* Begin *

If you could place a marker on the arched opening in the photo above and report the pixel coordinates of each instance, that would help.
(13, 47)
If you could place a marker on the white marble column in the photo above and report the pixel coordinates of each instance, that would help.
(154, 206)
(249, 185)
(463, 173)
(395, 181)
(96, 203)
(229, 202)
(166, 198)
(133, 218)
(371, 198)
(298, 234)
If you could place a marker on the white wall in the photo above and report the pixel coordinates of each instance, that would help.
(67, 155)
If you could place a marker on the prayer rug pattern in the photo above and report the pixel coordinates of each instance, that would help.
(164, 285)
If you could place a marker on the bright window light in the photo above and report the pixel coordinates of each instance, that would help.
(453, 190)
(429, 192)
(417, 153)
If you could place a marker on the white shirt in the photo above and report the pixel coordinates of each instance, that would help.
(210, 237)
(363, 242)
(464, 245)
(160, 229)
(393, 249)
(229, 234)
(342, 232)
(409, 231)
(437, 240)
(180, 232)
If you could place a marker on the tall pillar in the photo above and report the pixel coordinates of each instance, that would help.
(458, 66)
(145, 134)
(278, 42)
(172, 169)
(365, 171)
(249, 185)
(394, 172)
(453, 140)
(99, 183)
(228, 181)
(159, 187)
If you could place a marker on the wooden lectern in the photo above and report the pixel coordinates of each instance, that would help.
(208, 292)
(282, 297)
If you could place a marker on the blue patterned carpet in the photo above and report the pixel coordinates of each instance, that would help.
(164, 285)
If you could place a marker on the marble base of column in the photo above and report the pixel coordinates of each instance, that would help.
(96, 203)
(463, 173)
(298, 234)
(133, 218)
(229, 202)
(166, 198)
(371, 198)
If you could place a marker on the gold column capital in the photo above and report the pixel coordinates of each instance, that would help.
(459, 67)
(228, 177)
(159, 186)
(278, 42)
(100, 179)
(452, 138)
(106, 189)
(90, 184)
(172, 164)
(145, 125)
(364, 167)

* End *

## OBJECTIVE
Starting at the line that contains "If you could place a marker on the marble" and continuing through the last line of the listing, arrange the lines as a Markdown table with the columns Row and Listing line, numbering each row and skipping blank lines.

## RESULT FOR THIS EXERCISE
| Row | Listing line |
|---|---|
| 1 | If you could place a marker on the marble base of column in the photo above and report the pixel coordinates of each instance, that would help. |
| 2 | (96, 203) |
| 3 | (463, 173) |
| 4 | (298, 234) |
| 5 | (133, 218) |
| 6 | (229, 202) |
| 7 | (166, 198) |
| 8 | (371, 198) |
| 9 | If you could place a marker on the gold column capital in the photo above and report the pixel coordinates of each instance, that would help. |
| 10 | (459, 67) |
| 11 | (228, 177) |
| 12 | (159, 186) |
| 13 | (278, 42) |
| 14 | (100, 179) |
| 15 | (452, 138) |
| 16 | (106, 189) |
| 17 | (90, 184) |
| 18 | (172, 164) |
| 19 | (145, 125) |
| 20 | (364, 167) |